[PATCH] Have clang list the imported modules in the debug info

Wed Mar 18 16:41:10 PDT 2015

On Wed, Mar 18, 2015 at 4:31 PM, Adrian Prantl <aprantl at apple.com> wrote:

>
> On Mar 18, 2015, at 4:02 PM, David Blaikie <dblaikie at gmail.com> wrote:
>
>
>
> On Wed, Mar 18, 2015 at 3:50 PM, Adrian Prantl <aprantl at apple.com> wrote:
>
>>
>> On Mar 17, 2015, at 6:44 PM, David Blaikie <dblaikie at gmail.com> wrote:
>>
>>
>>
>> On Tue, Mar 17, 2015 at 3:47 PM, Adrian Prantl <aprantl at apple.com> wrote:
>>
>>>
>>> > On Mar 17, 2015, at 10:03 AM, Greg Clayton <gclayton at apple.com> wrote:
>>> >
>>> >
>>> >> On Mar 17, 2015, at 9:46 AM, David Blaikie <dblaikie at gmail.com>
>>> wrote:
>>> >>
>>> >>
>>> >>
>>> >> On Tue, Mar 17, 2015 at 9:42 AM, Greg Clayton <gclayton at apple.com>
>>> wrote:
>>> >>
>>> >>> On Mar 16, 2015, at 6:47 PM, David Blaikie <dblaikie at gmail.com>
>>> wrote:
>>> >>>
>>> >>>
>>> >>>
>>> >>> On Mon, Mar 16, 2015 at 5:14 PM, Adrian Prantl <aprantl at apple.com>
>>> wrote:
>>> >>>
>>> >>> Thanks for the explanation David, I missed that it is entirely the
>>> linker's (or some dwarf post-processor's) responsibility to find the module
>>> files and link in the debug info from the .pcm files, so debugger doesn’t
>>> notice a difference.
>>> >>>
>>> >>> I think there's still some confusion here. Sorry if I'm rehashing
>>> something, but I'll try to explain how this all works.
>>> >>>
>>> >>> Normal split DWARF:
>>> >>>
>>> >>> Compiler generates two files: .o and .dwo.
>>> >>> .dwo has static, non-relocatable debug info.
>>> >>> .o has a skeleton compile_unit that has the name of the .dwo file
>>> and a hash to verify that the .dwo file isn't stale when the debugger reads
>>> it.
>>> >>> The .o files are all linked together, the .dwo files stay where they
>>> are.
>>> >>> The debugger reads the linked executable, finds the skeleton
>>> compile_units contained therein, and find/loads the .dwo files
>>> >>>
>>> >>> The scenario I have in mind for module debug info is this:
>>> >>> Module is compiled as an object file with debug info (this file is
>>> actually a .dwo file, even if it has some other extension - it has the
>>> non-relocatable debug info in it)

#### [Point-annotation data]
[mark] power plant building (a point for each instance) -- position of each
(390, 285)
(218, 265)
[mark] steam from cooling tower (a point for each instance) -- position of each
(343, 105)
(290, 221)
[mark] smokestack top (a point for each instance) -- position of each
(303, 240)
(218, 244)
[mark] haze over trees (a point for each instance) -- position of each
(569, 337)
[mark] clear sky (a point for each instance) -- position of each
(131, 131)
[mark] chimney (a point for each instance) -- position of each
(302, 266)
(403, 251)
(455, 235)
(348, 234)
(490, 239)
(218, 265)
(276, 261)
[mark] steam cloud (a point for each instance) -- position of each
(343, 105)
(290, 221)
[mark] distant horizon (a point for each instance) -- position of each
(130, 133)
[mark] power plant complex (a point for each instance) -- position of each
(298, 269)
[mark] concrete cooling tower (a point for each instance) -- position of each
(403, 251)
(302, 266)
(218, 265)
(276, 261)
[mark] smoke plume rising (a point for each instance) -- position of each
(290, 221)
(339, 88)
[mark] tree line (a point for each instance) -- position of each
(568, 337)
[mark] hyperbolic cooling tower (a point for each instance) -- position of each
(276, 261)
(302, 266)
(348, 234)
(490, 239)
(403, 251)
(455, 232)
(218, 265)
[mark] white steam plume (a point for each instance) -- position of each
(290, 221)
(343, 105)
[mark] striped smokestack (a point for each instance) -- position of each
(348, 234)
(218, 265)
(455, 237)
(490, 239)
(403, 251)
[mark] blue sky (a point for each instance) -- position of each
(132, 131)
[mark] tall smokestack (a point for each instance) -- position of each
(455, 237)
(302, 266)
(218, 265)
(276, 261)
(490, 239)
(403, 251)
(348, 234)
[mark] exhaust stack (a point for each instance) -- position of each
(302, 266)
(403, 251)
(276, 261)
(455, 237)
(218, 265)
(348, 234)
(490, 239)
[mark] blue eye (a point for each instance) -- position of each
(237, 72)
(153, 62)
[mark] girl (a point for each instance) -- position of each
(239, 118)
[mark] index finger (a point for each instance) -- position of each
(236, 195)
* * *
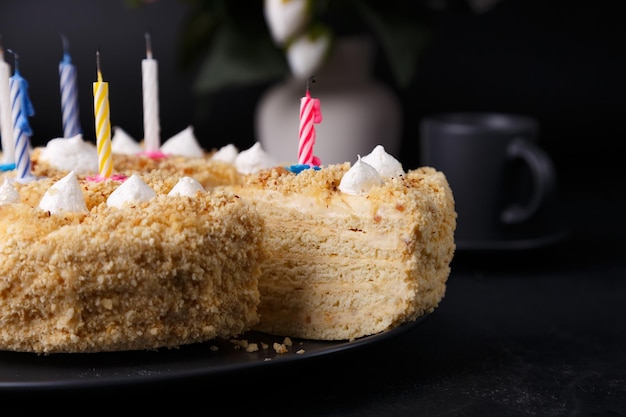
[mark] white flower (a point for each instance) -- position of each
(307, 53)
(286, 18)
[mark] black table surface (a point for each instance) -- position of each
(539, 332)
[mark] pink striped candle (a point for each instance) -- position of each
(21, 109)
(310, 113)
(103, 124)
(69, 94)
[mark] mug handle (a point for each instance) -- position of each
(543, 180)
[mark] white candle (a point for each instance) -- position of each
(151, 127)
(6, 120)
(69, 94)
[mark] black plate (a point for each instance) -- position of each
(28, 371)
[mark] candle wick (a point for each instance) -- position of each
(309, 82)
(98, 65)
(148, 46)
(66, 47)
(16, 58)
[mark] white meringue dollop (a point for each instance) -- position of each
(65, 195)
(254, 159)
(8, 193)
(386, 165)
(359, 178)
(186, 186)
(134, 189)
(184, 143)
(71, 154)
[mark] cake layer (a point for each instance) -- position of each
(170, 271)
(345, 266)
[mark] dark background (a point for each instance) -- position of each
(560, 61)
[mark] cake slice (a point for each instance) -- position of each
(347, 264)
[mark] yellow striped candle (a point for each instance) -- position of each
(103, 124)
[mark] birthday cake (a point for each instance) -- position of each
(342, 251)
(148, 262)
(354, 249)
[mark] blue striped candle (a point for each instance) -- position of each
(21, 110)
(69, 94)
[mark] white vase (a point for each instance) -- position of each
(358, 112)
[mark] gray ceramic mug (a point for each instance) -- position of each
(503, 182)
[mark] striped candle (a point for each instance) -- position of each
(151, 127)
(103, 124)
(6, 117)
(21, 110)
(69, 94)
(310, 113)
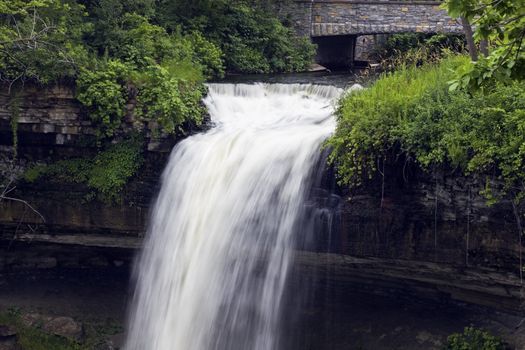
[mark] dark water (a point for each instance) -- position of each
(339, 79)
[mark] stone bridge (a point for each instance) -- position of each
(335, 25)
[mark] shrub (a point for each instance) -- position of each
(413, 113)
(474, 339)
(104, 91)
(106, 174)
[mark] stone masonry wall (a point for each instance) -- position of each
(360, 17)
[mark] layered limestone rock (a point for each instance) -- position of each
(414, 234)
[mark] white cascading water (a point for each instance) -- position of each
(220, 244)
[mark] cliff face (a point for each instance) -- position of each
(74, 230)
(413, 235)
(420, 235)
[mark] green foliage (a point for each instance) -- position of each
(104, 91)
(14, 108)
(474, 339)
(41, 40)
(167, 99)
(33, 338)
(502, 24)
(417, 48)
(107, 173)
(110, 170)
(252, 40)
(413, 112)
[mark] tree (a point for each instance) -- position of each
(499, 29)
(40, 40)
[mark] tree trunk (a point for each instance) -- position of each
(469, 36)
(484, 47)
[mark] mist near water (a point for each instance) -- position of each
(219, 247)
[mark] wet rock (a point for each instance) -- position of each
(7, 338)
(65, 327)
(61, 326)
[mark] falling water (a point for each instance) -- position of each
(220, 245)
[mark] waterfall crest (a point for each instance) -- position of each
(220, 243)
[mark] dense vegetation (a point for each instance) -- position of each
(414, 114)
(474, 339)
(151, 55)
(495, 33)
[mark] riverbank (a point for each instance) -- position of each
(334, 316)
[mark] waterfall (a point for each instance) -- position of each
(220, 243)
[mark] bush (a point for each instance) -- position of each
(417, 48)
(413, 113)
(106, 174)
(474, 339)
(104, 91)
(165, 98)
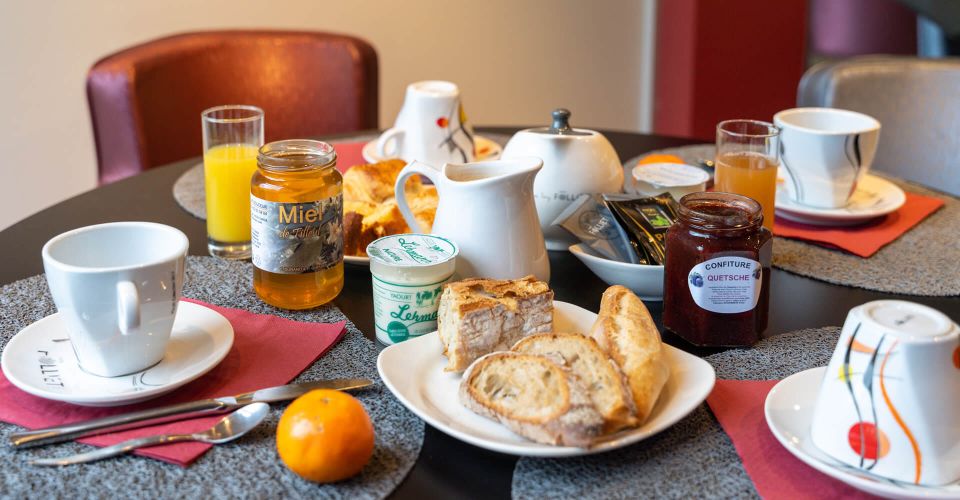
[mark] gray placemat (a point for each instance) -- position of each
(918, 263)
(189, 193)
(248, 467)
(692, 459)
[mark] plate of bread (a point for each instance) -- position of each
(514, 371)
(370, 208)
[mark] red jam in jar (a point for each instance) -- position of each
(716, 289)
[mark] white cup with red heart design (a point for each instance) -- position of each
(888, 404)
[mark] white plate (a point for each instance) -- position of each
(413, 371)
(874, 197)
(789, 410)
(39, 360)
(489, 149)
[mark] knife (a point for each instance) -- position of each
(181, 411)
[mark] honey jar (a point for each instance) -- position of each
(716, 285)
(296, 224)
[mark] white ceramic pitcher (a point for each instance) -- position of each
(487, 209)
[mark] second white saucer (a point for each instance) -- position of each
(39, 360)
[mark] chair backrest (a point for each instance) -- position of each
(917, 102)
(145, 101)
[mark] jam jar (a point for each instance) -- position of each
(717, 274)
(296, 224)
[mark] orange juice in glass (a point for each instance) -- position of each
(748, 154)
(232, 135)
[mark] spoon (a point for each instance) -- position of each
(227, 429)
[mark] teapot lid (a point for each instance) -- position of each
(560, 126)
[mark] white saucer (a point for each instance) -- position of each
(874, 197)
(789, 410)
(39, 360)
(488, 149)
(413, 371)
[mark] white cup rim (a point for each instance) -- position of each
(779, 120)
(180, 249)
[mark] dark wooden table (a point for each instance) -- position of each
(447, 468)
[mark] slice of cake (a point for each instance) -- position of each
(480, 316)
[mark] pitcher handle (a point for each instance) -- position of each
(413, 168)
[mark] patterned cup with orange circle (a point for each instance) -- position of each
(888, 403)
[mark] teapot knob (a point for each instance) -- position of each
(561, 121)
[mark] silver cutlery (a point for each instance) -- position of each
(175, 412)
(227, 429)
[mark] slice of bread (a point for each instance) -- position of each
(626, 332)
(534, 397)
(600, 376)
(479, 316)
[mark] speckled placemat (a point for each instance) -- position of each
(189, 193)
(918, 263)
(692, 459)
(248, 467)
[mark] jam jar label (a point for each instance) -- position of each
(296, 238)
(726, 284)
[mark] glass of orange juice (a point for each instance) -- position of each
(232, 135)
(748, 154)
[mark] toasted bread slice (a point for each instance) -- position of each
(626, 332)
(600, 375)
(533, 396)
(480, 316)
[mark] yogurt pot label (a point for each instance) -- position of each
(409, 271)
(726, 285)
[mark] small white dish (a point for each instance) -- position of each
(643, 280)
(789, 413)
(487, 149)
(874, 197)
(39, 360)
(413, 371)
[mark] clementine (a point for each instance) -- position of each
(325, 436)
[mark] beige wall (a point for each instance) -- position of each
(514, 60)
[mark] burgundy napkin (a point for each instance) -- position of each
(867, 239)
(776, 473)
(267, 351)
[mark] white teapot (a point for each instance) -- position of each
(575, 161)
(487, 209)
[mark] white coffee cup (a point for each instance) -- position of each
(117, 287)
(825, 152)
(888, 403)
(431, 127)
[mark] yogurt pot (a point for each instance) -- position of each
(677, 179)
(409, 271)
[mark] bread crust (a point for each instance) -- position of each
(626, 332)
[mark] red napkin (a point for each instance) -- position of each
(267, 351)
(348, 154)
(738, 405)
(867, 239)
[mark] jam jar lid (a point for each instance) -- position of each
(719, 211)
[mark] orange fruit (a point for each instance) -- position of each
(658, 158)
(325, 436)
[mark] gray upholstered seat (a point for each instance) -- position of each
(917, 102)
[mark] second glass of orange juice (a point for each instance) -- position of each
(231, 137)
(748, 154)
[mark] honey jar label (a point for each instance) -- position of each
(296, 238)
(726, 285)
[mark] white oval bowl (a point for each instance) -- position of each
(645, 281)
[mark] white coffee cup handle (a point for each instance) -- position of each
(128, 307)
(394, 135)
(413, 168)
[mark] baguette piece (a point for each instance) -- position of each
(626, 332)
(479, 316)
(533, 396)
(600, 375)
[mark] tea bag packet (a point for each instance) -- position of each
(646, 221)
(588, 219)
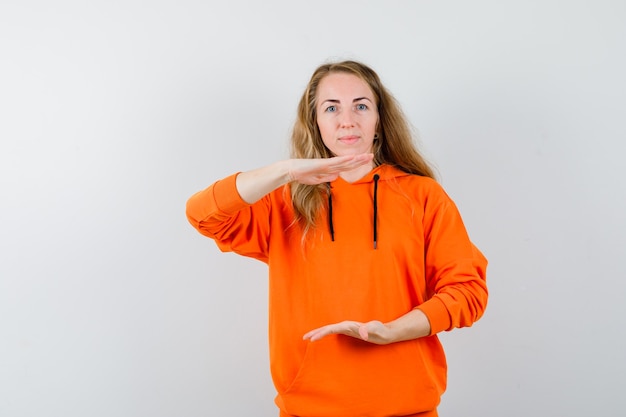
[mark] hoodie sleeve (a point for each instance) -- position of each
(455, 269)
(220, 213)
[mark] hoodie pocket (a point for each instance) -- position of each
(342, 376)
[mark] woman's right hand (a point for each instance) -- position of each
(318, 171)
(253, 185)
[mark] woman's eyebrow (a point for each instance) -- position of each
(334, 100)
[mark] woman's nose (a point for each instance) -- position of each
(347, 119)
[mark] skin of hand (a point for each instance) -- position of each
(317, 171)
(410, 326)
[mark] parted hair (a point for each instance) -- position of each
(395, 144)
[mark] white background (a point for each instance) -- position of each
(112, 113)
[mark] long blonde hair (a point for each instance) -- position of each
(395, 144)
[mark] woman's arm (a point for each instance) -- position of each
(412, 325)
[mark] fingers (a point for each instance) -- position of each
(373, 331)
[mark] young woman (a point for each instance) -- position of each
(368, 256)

#### [Given request]
Summarize the patch discussion in three sentences.

#### [Full response]
One message in the thread concedes that finding the module files and linking in the debug info from the .pcm files is entirely the job of the linker or a DWARF post-processor, so the debugger notices no difference. A reply explains that in normal split DWARF the compiler generates a .o file and a .dwo file: the .dwo holds static, non-relocatable debug info, and the .o holds a skeleton compile_unit with the .dwo file's name and a hash to check that it isn't stale. The debugger reads the linked executable, finds those skeleton compile_units and loads the .dwo files, and in the proposed scenario a module is compiled as an object file with debug info that is really a .dwo file.